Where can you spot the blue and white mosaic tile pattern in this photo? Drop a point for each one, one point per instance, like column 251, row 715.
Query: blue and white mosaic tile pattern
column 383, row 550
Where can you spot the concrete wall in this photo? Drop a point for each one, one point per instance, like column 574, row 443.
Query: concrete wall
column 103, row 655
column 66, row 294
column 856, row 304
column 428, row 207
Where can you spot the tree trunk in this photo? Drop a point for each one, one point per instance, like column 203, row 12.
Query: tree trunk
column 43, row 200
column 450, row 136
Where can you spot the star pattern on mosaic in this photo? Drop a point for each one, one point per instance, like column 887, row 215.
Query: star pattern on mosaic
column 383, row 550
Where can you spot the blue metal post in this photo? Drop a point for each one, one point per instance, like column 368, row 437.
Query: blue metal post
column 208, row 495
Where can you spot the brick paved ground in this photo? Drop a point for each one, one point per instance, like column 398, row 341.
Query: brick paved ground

----------------

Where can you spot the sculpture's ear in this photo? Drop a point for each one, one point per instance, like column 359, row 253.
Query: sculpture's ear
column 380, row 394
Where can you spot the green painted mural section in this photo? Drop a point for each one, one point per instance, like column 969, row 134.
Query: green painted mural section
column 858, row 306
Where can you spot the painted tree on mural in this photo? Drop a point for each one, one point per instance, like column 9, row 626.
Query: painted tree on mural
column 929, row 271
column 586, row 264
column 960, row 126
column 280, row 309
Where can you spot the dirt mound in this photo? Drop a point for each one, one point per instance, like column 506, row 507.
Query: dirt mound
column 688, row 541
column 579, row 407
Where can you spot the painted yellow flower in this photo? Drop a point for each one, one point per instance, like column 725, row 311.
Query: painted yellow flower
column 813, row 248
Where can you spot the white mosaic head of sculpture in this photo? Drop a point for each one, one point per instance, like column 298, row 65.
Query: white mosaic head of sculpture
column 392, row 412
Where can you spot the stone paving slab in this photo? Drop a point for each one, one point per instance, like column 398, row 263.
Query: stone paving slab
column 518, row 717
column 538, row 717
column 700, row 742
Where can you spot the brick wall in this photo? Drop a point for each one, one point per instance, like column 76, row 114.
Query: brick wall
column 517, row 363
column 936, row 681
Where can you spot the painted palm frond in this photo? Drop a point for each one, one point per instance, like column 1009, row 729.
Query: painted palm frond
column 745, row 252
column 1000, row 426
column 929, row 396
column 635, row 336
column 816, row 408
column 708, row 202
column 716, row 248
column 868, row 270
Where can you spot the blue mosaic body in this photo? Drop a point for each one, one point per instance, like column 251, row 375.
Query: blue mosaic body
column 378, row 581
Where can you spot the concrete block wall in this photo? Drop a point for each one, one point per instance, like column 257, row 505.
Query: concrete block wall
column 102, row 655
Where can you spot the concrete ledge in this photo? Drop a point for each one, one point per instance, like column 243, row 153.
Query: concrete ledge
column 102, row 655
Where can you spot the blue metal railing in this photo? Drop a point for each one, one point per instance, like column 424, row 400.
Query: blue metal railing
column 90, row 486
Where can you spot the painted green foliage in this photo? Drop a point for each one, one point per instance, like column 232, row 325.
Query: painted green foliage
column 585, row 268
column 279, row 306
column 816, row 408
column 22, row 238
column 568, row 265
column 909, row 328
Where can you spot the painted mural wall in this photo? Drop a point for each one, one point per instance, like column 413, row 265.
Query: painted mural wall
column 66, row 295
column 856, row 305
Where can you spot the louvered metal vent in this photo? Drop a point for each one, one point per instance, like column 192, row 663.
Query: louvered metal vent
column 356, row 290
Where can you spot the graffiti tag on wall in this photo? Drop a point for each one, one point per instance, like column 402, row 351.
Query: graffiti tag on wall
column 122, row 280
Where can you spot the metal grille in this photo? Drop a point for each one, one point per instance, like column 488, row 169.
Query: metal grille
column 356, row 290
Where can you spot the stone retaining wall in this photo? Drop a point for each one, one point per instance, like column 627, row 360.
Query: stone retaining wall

----------------

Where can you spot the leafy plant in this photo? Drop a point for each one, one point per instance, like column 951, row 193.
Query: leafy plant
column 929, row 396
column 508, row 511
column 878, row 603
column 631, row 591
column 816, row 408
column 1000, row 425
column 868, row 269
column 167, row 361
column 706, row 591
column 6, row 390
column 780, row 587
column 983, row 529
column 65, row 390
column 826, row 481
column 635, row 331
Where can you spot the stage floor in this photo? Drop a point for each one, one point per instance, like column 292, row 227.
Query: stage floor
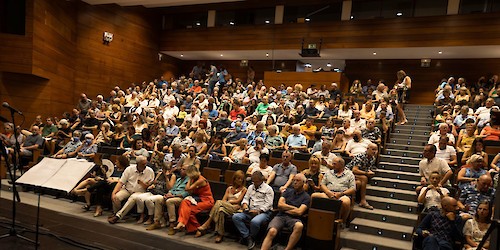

----------------

• _Task prompt_: Please copy the lines of the records above, from the line with "Where can you spot the painted yellow" up to and including the line with "column 813, row 248", and reproduce them without any change.

• _Response below_:
Where can you spot the painted yellow flower in this photo? Drop a point for each one, one point per instance, like column 725, row 311.
Query: painted yellow flower
column 813, row 248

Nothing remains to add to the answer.